* Requests:
a: Print the stretch from "The only other" through "crystal, Colleen reflected." of the Brisbane travel post.
b: Answer these questions from the Brisbane travel post:
(i) What is the bar in the casino across from the library called?
(ii) How deep does the deeper of the two pools get?
(iii) What surrounds the pool and beach area?
c: Write the next part of the Brisbane travel post, picking up after its final sentence.

* Page:
Saturday was a work day for me. Today I check out Sydney.

Bris-Vegas

Saturday, September 15, Part 2

Jumping off the boat from my Koala / Kanga adventure, I strolled into GoMA, the museum of modern art. The Motel sign shown is placed just outside the museum's entrance. On the other side it does indeed say "Bris-Vegas."

The text on the sign reads:
You don't understand. Not at all, not at all. Pleasure overules pain, if you can catch that drift. When it's barrelling, it's magic. You're like compressed inside - it gives you a high, you expect to see angels!
LOCAL. NATIONAL. INTERNATIONAL.
Where there is no vision the people suffer.
The only other sign in town of Bris-Vegas was across from the library, where the old state treasuring has been turned into a casino. There's a bar there called "Kitty." Cute.
 

Inverted crystal, Colleen reflected.
On my next trip to Brisbane, if there is one, I promise to do one of the coasts and tell you about it.

The GoMA is on the South Bank of Brisbane, which is one happening place. From the curving, trellised walkway to the fake beach and barbecues, on sunny days it seems to be where families go. The pool/beach area is surrounded by palm trees. In the park land next to the pools are gas-power barbecues, free for anyone to use.
 
There are two pools, one that goes up to two meters in depth, another that is barely half a meter in depth, designed for toddlers. A tracing of the Brisbane river spills water when walked upon. A seal squirts water when a little one sits on it. A big bucket hanging high in the sky turns over and spills water on the little one who pushes a button.
 
The deeper pool is... well, like a beach. The white sand slopes into the water, just like a beach. Big difference with this beach, though: no stinging jellyfish or rip tides. It also doesn't hurt that close by, just beyond the trellised walkway, are shops and cafes, perfect for grabbing a cup of coffee or having dinner before heading home.

* Stored data:
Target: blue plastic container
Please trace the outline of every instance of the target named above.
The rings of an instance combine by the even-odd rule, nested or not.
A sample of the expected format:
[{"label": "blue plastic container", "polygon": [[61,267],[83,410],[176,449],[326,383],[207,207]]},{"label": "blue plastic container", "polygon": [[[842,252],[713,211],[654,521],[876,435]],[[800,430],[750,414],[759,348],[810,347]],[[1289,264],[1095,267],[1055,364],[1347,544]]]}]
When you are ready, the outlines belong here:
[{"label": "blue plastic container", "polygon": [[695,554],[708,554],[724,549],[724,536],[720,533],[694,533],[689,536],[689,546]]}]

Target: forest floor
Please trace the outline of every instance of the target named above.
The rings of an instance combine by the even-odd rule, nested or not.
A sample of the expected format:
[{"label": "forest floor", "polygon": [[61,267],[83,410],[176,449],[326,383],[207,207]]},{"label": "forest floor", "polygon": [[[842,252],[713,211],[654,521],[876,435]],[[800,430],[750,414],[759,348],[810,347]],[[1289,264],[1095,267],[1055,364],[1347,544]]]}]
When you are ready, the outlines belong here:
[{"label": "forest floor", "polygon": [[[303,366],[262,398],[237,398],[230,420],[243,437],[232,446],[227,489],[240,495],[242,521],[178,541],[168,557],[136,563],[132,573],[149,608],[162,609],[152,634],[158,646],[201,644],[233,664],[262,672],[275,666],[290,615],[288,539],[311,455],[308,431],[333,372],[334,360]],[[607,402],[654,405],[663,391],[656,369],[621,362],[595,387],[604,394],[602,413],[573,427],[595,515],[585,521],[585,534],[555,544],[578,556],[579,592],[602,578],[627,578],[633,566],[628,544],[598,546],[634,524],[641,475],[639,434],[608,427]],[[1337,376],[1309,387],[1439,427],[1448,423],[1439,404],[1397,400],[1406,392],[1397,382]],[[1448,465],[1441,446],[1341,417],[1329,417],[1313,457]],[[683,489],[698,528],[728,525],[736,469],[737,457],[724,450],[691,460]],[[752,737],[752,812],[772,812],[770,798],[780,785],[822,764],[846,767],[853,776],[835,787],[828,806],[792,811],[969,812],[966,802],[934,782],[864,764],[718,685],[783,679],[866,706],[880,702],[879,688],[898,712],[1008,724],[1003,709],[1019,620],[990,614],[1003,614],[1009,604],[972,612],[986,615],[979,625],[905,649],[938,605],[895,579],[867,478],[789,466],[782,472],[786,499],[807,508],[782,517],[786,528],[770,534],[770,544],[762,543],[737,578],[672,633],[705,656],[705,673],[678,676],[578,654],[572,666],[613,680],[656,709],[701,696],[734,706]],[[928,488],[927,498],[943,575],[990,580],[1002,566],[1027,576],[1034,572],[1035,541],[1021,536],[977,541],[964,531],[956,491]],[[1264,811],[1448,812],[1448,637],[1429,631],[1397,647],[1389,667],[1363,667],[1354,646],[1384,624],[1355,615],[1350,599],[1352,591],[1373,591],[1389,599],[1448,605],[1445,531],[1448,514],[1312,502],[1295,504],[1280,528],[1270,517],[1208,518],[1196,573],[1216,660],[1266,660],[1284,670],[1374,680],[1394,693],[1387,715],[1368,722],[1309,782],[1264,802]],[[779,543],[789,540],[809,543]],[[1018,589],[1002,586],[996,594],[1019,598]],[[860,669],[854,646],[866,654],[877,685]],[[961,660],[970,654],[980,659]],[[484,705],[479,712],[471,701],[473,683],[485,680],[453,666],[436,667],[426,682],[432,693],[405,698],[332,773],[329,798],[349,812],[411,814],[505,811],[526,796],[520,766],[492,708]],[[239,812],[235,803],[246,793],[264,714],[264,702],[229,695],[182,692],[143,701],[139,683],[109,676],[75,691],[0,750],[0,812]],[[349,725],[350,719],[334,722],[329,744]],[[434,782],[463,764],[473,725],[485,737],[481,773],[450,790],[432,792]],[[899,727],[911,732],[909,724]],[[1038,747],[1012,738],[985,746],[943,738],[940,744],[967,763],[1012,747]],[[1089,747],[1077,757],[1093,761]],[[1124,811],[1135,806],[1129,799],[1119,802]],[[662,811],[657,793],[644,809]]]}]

* Response list:
a:
The only other sign in town of Bris-Vegas was across from the library, where the old state treasuring has been turned into a casino. There's a bar there called "Kitty." Cute.
 

Inverted crystal, Colleen reflected.

b:
(i) Kitty.
(ii) Up to two meters.
(iii) Palm trees.

c:
The yearly Brisbane festival was on, which meant arts events all over the city. There was also a nightly laser light show called GLNG. For this show, they have placed laser lights on the tops of the biggest buildings in the city. Water and smoke spray from a barge in the middle of the river that also holds more lights. Music booms, the lights spin, twirl and create impossible shapes.
 
My photo does not do this show justice. But if you follow the GLNG link there is a video that gives you a good sense of what the show is like. 


Sunday, September 16, 2012

Koalas and Roos!

Saturday, September 15.

The boat left the Southbank of Brisbane at 10 am and putted up-stream at 10 knots. One hour ride past ostentatious homes and we arrived at the Lone Pine Koala Sanctuary.
They have many things at the sanctuary including crocodiles, birds, Tasmanian devils (nocturnal, so sleeping), wombats, duck-billed platterpus' (platterpi?), koalas and kangaroos.

The koala handlers were young women wearing tan shorts and fluffy ears. For a small fee, you could "cuddle a koala" and have your picture taken. The koalas obviously have a union, as each koala can only be 'cuddled' by sucessive strangers (1 minute each) for 30 minutes per day. Every so many days, they get a day off. 

koala photo Here am I, holding a koala named Major, who I learned from his handler, is in cuddling training. He did a pretty good job, don't you think? Give him a promotion!

The fur is as soft as it looks and they smell of musky hemp. They are pliable little guys, who don't seem to mind being moved from person to person. They have huge claws for climbing trees; the handlers wear black rubber bracelets around their wrists to protect them. They also carry boughs of eucalyptus that they munch on continually.

After my reassuring cuddle, I was embolded to see some kangaroos close up. In a fenced in area kangaroos hopped about, looking for tourists to give them food. These guys were everywhere, and let us get close up. In many instances I watched a young child almost step on a tail.

Up close, they remind me of a cross between a deer and a rabbit. They like to lounge around in the shade. Sometimes you see an extra appendage sticking out of a tummy, and realize it's a joey in its mum's tummy. This guy seems to be heading there:


They walk slowly in a way that looks quite painful. They lean forward on their smaller forepaws then jump a small distance, reach forward and jump again. Take a look at the red fellow here:


When moving on their hind legs, they bounce at speeds of 20-40 kmh. For short distances they can travel at 70kmh.

Getting up so close and personal with these animals, as opposed to seeing them in a cage, allows you to feel their presence. I was awestruck as roos passed around me, came up to me looking for some food, passed me by. One young man had no food left, but rubbed the roo's neck. The roo leaned its head back and twisted its head in pleasure.

How different their lives must be in the wild. These kangaroos are safe and will be cared for, but you have to wonder what they lose.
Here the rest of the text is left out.